Mar 312009

Universal calculated measures in MDX queries was the title of my session in SQLBits IV conference held in Manchester on 28th of March, 2009. Abstract of it follows.

Among many of its functions, MDX language has one special set function – Axis() function. That function allows creation of calculated measures that are fully context aware and, if wanted, don’t need to refer to any dimension or hierarchy in the cube. In other words, such measures are universal or independent, which means they can be used in any MDX query.
In this session we will present such measures and explain how they work. We’ll also show the way how to design them for various scenarios and discuss their potentials and weaknesses.

The presentation together with all the queries, SSAS projects (based on Adventure Works 2008 sample) and other materials can be downloaded here.

Since this topic of using Axis() function is much bigger than what can fit in an hour or so, my intention is to write a paper on this subject, similar to papers about utility (shell) dimension found here or many-to-many dimensional modeling found here, in order to present and explain all the findings in a proper manner, so that they can be used in various BI projects. The plan is to publish it here, in this blog by May 2009. Working title? Universal calculations in MDX.

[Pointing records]

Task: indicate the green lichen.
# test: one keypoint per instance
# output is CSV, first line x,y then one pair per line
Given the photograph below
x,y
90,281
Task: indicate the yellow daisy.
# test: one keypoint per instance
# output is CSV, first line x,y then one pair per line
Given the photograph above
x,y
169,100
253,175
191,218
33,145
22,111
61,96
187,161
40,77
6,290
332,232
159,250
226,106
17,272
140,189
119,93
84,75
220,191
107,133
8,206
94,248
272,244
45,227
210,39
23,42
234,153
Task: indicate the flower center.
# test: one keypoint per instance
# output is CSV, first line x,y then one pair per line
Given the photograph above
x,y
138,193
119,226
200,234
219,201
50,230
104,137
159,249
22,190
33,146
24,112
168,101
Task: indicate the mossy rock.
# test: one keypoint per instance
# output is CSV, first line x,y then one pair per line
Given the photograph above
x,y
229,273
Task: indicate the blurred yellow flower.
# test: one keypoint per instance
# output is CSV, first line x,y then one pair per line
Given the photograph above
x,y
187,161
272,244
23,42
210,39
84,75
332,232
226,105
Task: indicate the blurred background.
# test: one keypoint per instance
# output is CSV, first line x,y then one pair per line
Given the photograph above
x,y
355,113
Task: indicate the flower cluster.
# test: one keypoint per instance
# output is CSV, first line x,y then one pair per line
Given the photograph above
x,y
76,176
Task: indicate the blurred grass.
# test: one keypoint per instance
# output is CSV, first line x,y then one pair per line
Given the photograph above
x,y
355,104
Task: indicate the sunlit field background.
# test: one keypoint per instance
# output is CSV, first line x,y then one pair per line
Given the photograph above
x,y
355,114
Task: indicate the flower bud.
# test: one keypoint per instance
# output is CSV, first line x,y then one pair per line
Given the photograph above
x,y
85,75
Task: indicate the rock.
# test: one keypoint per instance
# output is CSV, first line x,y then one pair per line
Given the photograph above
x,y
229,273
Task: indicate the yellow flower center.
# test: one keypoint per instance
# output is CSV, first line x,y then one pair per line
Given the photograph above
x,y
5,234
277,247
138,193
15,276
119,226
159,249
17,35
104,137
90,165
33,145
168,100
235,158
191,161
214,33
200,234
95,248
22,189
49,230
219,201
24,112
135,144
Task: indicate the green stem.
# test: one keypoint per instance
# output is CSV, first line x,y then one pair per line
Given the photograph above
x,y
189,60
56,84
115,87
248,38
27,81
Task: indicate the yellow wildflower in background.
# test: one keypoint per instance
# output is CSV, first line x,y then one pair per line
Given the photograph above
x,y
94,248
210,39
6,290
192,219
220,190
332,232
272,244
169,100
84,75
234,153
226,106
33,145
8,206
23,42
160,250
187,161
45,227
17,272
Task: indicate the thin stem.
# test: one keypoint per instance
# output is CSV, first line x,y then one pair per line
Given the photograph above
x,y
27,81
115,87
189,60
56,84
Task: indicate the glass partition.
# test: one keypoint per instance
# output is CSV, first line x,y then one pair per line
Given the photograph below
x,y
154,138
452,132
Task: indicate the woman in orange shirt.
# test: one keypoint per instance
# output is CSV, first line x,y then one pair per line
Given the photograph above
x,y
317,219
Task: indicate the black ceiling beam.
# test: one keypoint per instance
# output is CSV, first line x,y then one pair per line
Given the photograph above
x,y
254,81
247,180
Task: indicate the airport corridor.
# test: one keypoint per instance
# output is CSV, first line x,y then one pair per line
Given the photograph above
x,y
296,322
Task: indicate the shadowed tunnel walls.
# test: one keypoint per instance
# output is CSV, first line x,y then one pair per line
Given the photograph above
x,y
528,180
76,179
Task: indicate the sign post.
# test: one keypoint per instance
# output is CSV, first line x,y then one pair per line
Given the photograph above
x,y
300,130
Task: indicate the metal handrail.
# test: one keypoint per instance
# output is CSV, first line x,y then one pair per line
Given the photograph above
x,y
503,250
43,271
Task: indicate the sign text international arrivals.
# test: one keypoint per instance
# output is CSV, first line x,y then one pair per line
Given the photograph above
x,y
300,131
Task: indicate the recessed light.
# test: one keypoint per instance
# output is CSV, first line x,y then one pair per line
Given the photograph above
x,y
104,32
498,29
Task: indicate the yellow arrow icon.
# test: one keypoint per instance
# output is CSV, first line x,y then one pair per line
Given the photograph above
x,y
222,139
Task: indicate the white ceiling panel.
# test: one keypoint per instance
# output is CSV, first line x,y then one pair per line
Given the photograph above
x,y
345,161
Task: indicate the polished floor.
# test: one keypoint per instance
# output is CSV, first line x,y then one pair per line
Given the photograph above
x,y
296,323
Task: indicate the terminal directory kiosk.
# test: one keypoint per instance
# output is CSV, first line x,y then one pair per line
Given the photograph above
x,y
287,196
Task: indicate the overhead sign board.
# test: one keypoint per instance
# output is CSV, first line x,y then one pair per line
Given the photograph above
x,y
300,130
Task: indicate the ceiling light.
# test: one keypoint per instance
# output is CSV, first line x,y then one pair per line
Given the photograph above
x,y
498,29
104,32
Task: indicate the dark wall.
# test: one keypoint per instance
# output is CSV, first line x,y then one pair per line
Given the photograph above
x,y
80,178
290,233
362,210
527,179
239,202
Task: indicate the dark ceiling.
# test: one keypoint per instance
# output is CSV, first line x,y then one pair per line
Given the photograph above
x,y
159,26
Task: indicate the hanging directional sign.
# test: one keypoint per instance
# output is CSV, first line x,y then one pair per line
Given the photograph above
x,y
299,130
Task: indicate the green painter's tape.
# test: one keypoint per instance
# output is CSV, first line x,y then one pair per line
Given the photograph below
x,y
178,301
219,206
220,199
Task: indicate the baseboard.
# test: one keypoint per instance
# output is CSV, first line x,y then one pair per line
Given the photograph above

▶ _WRITTEN TASKS_:
**A.** According to the blog post, at which conference, in which city, and on what date was the session on universal calculated measures presented?
**B.** Reproduce the passage of the blog post starting at "In this session" and ending at "be downloaded here.".
**C.** List every item that the blog post says can be downloaded.

▶ _EXPECTED ANSWERS_:
**A.** SQLBits IV, in Manchester, on the 28th of March, 2009.

**B.**
In this session we will present such measures and explain how they work. We’ll also show the way how to design them for various scenarios and discuss their potentials and weaknesses.

The presentation together with all the queries, SSAS projects (based on Adventure Works 2008 sample) and other materials can be downloaded here.

**C.**
- The presentation
- All the queries
- SSAS projects (based on Adventure Works 2008 sample)
- Other materials